*Work to do*
- a) Output the passage on city population and linear population density in full, word for word.
- b) Give the listing, from the line with "Batch processing job — object class: woman" through the end of the listing, as a two-column CSV with the columns input and output. Each row holds one listing entry and its answer, each in a quoted field with line breaks turned into spaces.

I've been staring at this graph for days, trying to figure out what it's telling me. The graph is from the paper "Intake fraction of nonreactive vehicle emissions in US urban areas" from Atmospheric Environment. 39 (7), by J D. Marshall, S K. Teoh, and William W. Nazaroff.

What drew me to it is a more recent paper by University of Minnesota civil engineering assistant professor Julian Marshall, that further develops some strange and beautiful mathematical properties of how cities develop. Having such a lovely straight line such as the one on the left is unusual in urban studies, knowing that each city develops in its own unique way. Each point on the graph is a city. The x axis is the population of the city as measured by the US Census. The y axis is something completely new. The paper calls it "linear population density", or the number of people living along an imaginary straight line. It is actually the population of the entire city divided by the square root of the area of the city. Since the area is measured in square metres, its square root is measured in metres, hence the unit of people per metre.

This paper stumbles upon the fact that there is a log-log linear relationship between the population of a town and its "linear population density". With the slope of the graph it means that the linear population density is proportional to p^0.59, where p is the population. Forgive my rusty math, but this tells me that you can solve for the area of the city

p^0.59 = k p a^-0.5
p^1.18 = k² p² a^-1
a = k² p^0.82

That should mean that the area of cities goes up a little bit more slowly than population, that is to say that cities get relatively more compact as they get bigger.

*Exercise materials*
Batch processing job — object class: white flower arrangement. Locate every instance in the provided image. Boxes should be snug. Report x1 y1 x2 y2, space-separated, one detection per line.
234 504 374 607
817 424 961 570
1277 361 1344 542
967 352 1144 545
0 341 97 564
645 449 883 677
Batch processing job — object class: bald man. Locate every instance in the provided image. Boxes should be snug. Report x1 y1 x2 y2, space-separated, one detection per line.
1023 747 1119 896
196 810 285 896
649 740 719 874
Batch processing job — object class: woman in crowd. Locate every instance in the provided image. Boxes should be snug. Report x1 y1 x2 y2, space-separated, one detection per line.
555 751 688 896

*Solutions below*
- a)
I've been staring at this graph for days, trying to figure out what it's telling me. The graph is from the paper "Intake fraction of nonreactive vehicle emissions in US urban areas" from Atmospheric Environment. 39 (7), by J D. Marshall, S K. Teoh, and William W. Nazaroff.

What drew me to it is a more recent paper by University of Minnesota civil engineering assistant professor Julian Marshall, that further develops some strange and beautiful mathematical properties of how cities develop. Having such a lovely straight line such as the one on the left is unusual in urban studies, knowing that each city develops in its own unique way. Each point on the graph is a city. The x axis is the population of the city as measured by the US Census. The y axis is something completely new. The paper calls it "linear population density", or the number of people living along an imaginary straight line. It is actually the population of the entire city divided by the square root of the area of the city. Since the area is measured in square metres, its square root is measured in metres, hence the unit of people per metre.

This paper stumbles upon the fact that there is a log-log linear relationship between the population of a town and its "linear population density". With the slope of the graph it means that the linear population density is proportional to p^0.59, where p is the population. Forgive my rusty math, but this tells me that you can solve for the area of the city

p^0.59 = k p a^-0.5
p^1.18 = k² p² a^-1
a = k² p^0.82

That should mean that the area of cities goes up a little bit more slowly than population, that is to say that cities get relatively more compact as they get bigger.

- b)
input,output
"Batch processing job — object class: woman in crowd. Locate every instance in the provided image. Boxes should be snug. Report x1 y1 x2 y2, space-separated, one detection per line.","555 751 688 896"